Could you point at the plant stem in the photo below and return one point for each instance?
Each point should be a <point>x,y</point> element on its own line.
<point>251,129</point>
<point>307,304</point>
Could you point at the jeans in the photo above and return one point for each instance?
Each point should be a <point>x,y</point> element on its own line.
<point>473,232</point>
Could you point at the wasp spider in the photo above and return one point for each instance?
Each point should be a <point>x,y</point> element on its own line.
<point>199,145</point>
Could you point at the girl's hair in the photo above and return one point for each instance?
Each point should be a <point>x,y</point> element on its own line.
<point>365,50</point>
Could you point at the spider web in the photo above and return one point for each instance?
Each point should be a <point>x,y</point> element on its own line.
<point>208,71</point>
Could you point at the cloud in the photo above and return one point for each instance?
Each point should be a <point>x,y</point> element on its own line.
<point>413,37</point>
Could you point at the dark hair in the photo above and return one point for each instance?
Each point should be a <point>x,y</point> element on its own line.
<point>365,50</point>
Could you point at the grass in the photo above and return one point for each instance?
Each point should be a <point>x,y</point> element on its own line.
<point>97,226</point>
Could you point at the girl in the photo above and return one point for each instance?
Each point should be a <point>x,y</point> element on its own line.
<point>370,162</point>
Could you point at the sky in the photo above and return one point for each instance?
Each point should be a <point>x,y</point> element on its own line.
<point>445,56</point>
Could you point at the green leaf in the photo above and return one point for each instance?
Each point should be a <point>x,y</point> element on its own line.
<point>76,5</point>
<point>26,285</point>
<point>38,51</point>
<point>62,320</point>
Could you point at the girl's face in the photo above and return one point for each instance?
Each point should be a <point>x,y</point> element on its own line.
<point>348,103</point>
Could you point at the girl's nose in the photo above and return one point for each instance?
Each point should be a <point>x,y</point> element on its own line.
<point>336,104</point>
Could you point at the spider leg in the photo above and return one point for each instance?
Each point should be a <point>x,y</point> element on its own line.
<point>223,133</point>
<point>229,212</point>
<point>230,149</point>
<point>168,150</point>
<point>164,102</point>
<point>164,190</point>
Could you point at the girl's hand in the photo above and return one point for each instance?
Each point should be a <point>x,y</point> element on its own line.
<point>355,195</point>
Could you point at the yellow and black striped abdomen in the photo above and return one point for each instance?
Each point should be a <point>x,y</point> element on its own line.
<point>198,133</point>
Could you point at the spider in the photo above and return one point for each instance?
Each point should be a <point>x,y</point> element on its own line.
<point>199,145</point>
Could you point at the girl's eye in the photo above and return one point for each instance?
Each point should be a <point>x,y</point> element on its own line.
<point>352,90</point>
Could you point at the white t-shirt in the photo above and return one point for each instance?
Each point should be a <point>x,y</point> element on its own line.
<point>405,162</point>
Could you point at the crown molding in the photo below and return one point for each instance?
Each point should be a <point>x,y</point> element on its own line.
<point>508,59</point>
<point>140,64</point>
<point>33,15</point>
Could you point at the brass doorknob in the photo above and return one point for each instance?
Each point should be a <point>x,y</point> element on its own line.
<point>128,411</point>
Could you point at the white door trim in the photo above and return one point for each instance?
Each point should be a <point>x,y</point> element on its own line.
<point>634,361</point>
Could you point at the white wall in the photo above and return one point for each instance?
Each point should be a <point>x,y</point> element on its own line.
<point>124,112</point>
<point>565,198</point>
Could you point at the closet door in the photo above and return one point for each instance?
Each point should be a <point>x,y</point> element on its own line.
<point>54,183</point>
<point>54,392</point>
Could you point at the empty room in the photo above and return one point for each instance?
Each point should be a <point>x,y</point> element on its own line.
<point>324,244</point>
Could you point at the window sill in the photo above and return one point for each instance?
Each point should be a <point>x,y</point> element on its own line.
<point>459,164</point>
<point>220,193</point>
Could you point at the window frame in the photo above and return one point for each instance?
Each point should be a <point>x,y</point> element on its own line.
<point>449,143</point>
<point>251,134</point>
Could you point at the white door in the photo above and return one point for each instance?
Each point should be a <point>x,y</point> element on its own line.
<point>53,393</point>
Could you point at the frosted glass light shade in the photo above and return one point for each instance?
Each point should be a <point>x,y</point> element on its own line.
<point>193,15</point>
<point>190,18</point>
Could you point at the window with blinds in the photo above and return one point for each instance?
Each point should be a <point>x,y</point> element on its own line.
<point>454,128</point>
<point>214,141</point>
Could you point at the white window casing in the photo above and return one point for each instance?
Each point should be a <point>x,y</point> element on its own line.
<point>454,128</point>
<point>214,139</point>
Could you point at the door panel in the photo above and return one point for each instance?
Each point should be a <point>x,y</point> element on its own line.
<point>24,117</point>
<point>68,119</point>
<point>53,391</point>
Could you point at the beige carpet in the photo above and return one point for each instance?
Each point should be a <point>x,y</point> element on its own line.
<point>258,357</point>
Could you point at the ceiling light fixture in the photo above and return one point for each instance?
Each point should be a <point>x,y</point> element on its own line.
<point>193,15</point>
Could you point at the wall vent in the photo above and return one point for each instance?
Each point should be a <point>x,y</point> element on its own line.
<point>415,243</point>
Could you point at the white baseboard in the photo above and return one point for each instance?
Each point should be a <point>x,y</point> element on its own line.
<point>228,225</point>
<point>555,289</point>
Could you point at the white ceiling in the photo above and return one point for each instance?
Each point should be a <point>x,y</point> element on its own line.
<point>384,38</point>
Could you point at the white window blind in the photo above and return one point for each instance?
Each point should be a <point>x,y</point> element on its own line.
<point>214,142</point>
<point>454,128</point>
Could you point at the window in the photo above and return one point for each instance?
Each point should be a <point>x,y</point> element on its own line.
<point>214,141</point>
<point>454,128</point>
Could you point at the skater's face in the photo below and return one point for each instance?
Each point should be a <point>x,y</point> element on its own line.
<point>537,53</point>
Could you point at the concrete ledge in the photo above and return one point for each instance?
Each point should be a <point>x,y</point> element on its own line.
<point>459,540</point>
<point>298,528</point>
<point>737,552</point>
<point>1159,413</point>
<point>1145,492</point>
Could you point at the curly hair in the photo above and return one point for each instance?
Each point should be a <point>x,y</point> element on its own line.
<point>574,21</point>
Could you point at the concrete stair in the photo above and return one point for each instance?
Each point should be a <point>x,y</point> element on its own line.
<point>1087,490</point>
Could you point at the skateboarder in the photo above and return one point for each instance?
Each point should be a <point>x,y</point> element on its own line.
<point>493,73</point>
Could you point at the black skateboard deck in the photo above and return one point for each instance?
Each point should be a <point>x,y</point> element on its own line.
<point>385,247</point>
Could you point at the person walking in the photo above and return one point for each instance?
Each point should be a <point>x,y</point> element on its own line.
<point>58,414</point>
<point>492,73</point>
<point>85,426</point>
====
**What to produce:** In full and without edits, return the listing.

**Finished task:**
Could you point at the plant stem in the photo below and return one point for each instance?
Each point should be a <point>x,y</point> element on its own line.
<point>251,129</point>
<point>307,304</point>
Could you point at the jeans in the photo above and return one point for each instance?
Each point should be a <point>x,y</point> element on its own line.
<point>473,232</point>
Could you point at the wasp spider in the photo above and return one point for each instance?
Each point should be a <point>x,y</point> element on its own line.
<point>199,145</point>
Could you point at the girl's hair in the photo above and return one point for each instance?
Each point should be a <point>x,y</point> element on its own line.
<point>365,50</point>
Could you point at the spider web in the photo above and return one point for each instance?
Each point should be a <point>x,y</point> element on its own line.
<point>208,71</point>
Could you point at the cloud in the photo above and return one point for each instance?
Each point should be a <point>x,y</point> element on its own line.
<point>413,37</point>
Could you point at the dark hair in the photo above and return one point for each instance?
Each point should be a <point>x,y</point> element on its own line.
<point>365,50</point>
Could you point at the grass in the photo above and return one point for each instance?
Each point should be a <point>x,y</point> element on its own line.
<point>97,226</point>
Could you point at the girl in the photo above and return one point for each instance?
Each point should be a <point>x,y</point> element on its own line.
<point>370,162</point>
Could you point at the sky in the photo above and return one point for each instance?
Each point should be a <point>x,y</point> element on its own line.
<point>445,56</point>
Could you point at the green leaf in the photo above and return one point for each instance?
Each point should be a <point>x,y</point> element on its own line.
<point>76,5</point>
<point>26,285</point>
<point>38,51</point>
<point>62,320</point>
Could you point at the girl's face in the photo above and return one point for each instance?
Each point should be a <point>x,y</point> element on its own line.
<point>348,103</point>
Could you point at the girl's nose in the photo above and return one point for each instance?
Each point should be a <point>x,y</point> element on its own line.
<point>336,104</point>
Could you point at the spider leg in the photo above and return one point for each instance?
Each point should be a <point>x,y</point> element on its own line.
<point>223,133</point>
<point>229,212</point>
<point>230,149</point>
<point>168,150</point>
<point>164,102</point>
<point>164,190</point>
Could you point at the girl's hand in the photo above and return one point for each instance?
Each point should be a <point>x,y</point> element on its own line.
<point>355,195</point>
Could you point at the yellow and black striped abdomen in the photo above and return one point for each instance?
Each point should be a <point>x,y</point> element on its own line.
<point>198,133</point>
Could you point at the spider in the photo above and return one point for each instance?
Each point should be a <point>x,y</point> element on its own line.
<point>199,145</point>
Could you point at the girl's eye in the photo above and return one point for each instance?
Each point should be a <point>x,y</point> element on its own line.
<point>352,90</point>
Could you point at the white t-shirt in the photo above and return one point for each instance?
Each point should be a <point>x,y</point> element on its own line.
<point>405,162</point>
Could you point at the crown molding in the photo below and return one point for each instance?
Each point should be a <point>x,y</point> element on its own line.
<point>508,59</point>
<point>140,64</point>
<point>33,15</point>
Could you point at the brass doorknob in the photo above and return one point for each instance?
Each point should be a <point>x,y</point> element on its own line.
<point>128,411</point>
Could you point at the white door trim in the photo above and return one point for each instance?
Each point should be a <point>x,y</point> element on its own line.
<point>634,361</point>
Could you point at the white wall in the photo above and return one point for each instance?
Each point should be a <point>x,y</point> element on its own line.
<point>124,112</point>
<point>565,198</point>
Could you point at the closet door in the photo above and return one point for each instance?
Each point should be a <point>x,y</point> element on its own line.
<point>54,183</point>
<point>54,392</point>
Could you point at the empty room in the photo above and return one point for each instance?
Each point should be a <point>x,y</point> element on its own line.
<point>324,244</point>
Could you point at the window sill in the photo above and return one point for each instance?
Each point should be a <point>x,y</point> element on its own line.
<point>459,164</point>
<point>220,193</point>
Could you point at the window frame in the photo above and return one point for each instance?
Each point should be a <point>x,y</point> element on its own line.
<point>449,143</point>
<point>251,134</point>
Could you point at the white door in the photo above and return one point for each instance?
Each point should be a <point>x,y</point> element on its own line.
<point>53,393</point>
Could you point at the frosted glass light shade in the photo above and return one point for each instance?
Each point should be a <point>x,y</point> element on its own line.
<point>193,15</point>
<point>190,18</point>
Could you point at the window with blinds in the photo above and return one point for each instance?
Each point should be a <point>x,y</point> element on its own line.
<point>454,128</point>
<point>214,141</point>
Could you point at the white window casing in the photo above and return one point for each instance?
Each point should be a <point>x,y</point> element on its own line.
<point>454,128</point>
<point>214,139</point>
Could you point at the door panel in the photo above and return one point for each instance?
Each point should be a <point>x,y</point> element on its own line.
<point>24,117</point>
<point>68,119</point>
<point>53,391</point>
Could you point at the beige carpet in the photo above and return one point for each instance?
Each point should be a <point>x,y</point> element on its own line.
<point>258,357</point>
Could you point at the ceiling light fixture in the photo above and return one point for each instance?
Each point should be a <point>x,y</point> element on its own line.
<point>193,15</point>
Could you point at the wall vent in the photo above and return one point for each instance?
Each point should be a <point>x,y</point> element on its own line.
<point>415,243</point>
Could you point at the white baseboard in the photo above and return one point for each instance?
Each point should be a <point>x,y</point> element on its own line.
<point>228,225</point>
<point>555,289</point>
Could you point at the white ceiling in the photo above and return one point for each instance?
Each point should be a <point>x,y</point> element on its own line.
<point>384,38</point>
Could you point at the white window blind in the photo above and return one point for each instance?
Each point should be a <point>x,y</point> element on its own line.
<point>214,142</point>
<point>454,128</point>
Could you point at the window in the photo above and return one point for each instance?
Each point should be a <point>x,y</point> element on its own line.
<point>214,141</point>
<point>454,128</point>
Could you point at the skater's face in the photo below and return one point for each instance?
Each point should be a <point>x,y</point> element on its own line.
<point>537,53</point>
Could you point at the concrete ledge in the photo above and return one point for each instance?
Each point should be a <point>x,y</point> element on its own line.
<point>459,540</point>
<point>298,528</point>
<point>737,552</point>
<point>1159,413</point>
<point>1145,492</point>
Could you point at the curly hair in the photo above and return one point for each instance?
Each point should be a <point>x,y</point> element on its own line.
<point>574,21</point>
Could you point at the concrete stair in the photo above and return one point for each instance?
Each point should be a <point>x,y</point> element on its own line.
<point>1087,490</point>
Could you point at the skateboarder in the photo above and return one point for each instance?
Each point should be a <point>x,y</point> element on its own line.
<point>493,73</point>
Could you point at the black skateboard deck in the photo above and return one point for each instance?
Each point should be a <point>x,y</point> element on its own line.
<point>385,247</point>
Could you point at the person walking in the photo above and return one point for each instance?
Each point should be a <point>x,y</point> element on its own line.
<point>58,414</point>
<point>492,73</point>
<point>85,426</point>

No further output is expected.